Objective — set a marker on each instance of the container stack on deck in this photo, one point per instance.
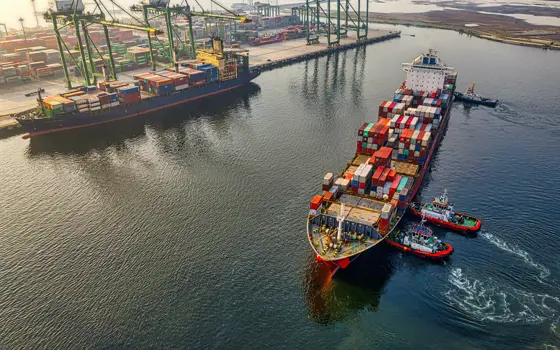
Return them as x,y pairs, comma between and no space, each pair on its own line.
390,151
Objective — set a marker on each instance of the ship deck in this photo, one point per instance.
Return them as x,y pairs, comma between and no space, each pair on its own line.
361,216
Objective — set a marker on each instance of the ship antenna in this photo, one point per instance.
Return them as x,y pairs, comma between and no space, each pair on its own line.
340,221
423,220
444,197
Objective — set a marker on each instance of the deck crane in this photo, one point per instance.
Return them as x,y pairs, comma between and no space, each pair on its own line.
5,28
73,15
158,8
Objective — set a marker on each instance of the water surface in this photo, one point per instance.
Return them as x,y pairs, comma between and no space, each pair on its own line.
187,229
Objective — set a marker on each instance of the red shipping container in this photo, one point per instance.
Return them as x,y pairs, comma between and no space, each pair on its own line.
383,177
392,175
383,225
316,202
359,147
362,128
377,175
394,186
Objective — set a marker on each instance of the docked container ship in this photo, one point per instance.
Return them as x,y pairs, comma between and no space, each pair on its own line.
366,201
213,72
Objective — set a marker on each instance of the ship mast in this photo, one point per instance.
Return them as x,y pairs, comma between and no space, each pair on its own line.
340,221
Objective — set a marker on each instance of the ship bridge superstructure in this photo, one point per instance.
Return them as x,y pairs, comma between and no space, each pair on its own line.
426,72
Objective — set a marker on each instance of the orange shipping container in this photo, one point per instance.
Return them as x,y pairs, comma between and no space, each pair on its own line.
316,202
164,81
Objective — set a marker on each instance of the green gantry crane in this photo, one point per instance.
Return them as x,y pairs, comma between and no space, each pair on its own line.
75,17
159,9
314,12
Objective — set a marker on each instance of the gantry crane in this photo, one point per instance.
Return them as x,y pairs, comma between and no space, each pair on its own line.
158,8
314,11
74,16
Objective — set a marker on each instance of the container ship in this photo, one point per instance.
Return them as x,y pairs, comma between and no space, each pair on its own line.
361,206
213,72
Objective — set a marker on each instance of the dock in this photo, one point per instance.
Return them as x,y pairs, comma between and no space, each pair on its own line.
264,57
272,56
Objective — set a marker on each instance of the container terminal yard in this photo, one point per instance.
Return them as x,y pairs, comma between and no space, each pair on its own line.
92,44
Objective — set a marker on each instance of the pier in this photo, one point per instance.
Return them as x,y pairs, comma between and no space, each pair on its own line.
264,57
271,56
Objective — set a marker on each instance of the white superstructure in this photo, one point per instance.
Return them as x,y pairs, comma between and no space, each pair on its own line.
426,73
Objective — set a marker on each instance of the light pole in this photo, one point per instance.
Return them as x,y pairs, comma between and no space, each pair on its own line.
24,36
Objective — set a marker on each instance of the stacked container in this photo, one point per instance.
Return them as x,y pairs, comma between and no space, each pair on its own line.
328,181
381,181
372,136
401,204
406,99
385,220
413,145
210,71
342,184
382,157
128,94
361,180
400,123
428,114
315,205
389,109
180,81
196,77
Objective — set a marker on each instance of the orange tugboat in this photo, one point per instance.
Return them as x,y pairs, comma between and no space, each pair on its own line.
440,212
420,240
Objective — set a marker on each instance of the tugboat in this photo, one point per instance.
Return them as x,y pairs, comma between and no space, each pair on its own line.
440,212
470,97
420,240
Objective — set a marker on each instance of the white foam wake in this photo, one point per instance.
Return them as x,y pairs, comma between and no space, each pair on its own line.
487,301
543,271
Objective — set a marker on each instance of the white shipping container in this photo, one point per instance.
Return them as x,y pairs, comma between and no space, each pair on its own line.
327,179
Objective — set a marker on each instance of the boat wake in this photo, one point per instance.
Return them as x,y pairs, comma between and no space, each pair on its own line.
543,271
509,114
487,301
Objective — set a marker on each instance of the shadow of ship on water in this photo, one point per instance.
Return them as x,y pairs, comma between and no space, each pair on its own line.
358,287
84,140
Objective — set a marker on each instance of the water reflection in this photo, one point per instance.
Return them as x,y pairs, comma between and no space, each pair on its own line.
85,140
357,288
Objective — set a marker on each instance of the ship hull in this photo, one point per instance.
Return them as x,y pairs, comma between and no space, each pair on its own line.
484,102
425,255
335,265
36,127
456,227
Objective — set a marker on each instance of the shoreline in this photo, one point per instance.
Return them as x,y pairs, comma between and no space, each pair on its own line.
497,28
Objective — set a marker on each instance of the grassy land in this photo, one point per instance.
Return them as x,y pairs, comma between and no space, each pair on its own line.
500,28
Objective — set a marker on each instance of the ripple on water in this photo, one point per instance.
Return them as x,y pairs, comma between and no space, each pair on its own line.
488,301
510,248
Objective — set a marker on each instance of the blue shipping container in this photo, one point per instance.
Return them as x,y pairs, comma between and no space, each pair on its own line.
129,90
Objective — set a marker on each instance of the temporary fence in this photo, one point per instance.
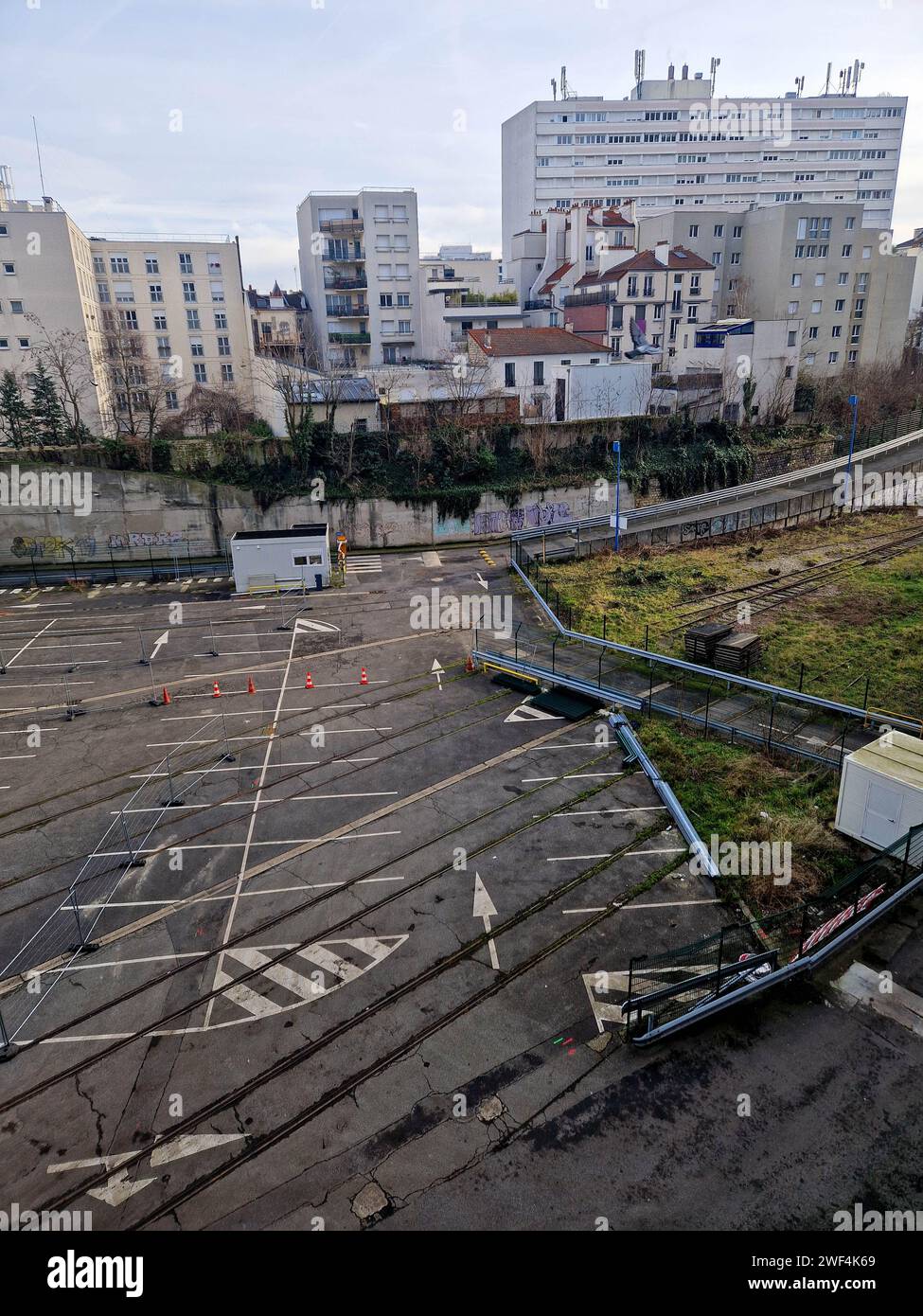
....
(WORK ITEM)
Pull every line containing the string "wake" out of the data above and copy it.

(RESPONSE)
Objective — set a marker on each instance of the white foam wake in this photo, one point per instance.
Objective — set a marker on each instance of the boat wake in this photo, one point per instance.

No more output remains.